— Begin Rows —
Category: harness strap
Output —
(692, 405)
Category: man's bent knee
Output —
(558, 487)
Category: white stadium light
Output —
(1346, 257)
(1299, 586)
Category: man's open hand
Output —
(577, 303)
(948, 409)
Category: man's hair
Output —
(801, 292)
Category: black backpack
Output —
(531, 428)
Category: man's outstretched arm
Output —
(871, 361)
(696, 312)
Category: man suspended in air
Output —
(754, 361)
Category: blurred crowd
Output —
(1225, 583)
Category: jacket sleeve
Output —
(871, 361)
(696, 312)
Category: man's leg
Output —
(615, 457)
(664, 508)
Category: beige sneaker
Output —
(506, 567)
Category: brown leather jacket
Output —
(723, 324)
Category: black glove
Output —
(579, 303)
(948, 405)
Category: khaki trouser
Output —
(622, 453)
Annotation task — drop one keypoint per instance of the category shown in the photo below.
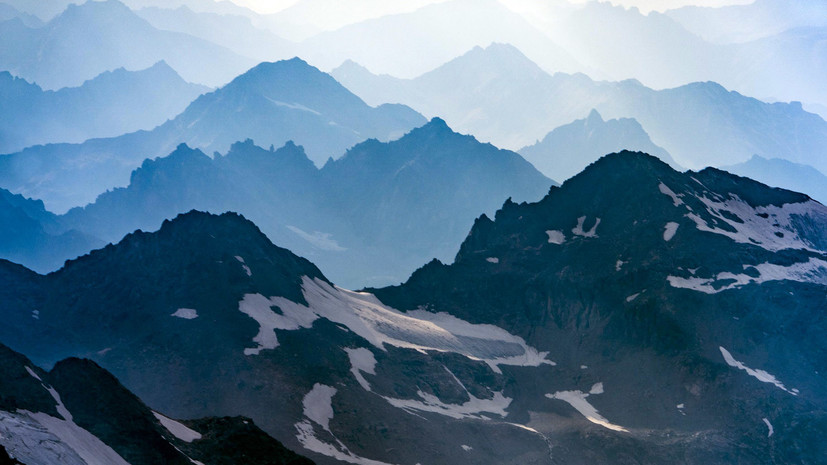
— End Rows —
▶ [Your instructions]
Rewrite all the items above, replacing "Output" with "Points" everywhere it occurs and changing nothing else. Omit the pictures from your answer.

▶ [Completed exercise]
Category: harness strap
Points —
(692, 405)
Category: man's bent knee
Points —
(558, 487)
Category: white stadium light
Points —
(1346, 257)
(1299, 586)
Category: man's open hand
Points —
(577, 303)
(948, 409)
Category: man's hair
Points —
(801, 292)
Category: black backpack
Points —
(531, 428)
Category: man's outstretched arm
Points —
(871, 361)
(696, 312)
Category: man suspended in air
Points —
(754, 361)
Category: blurred crowd
Points —
(1225, 583)
Category: jacket sleeve
Points —
(871, 361)
(696, 312)
Category: man's leg
Points —
(615, 457)
(664, 508)
Category: beige sneaker
Points —
(506, 567)
Category: brown leather jacket
Points —
(723, 324)
Category: black glove
Points —
(579, 303)
(948, 405)
Category: khaki trouser
Points —
(622, 453)
Annotation task — drop one keypoint per instance of the category shown in the photo below.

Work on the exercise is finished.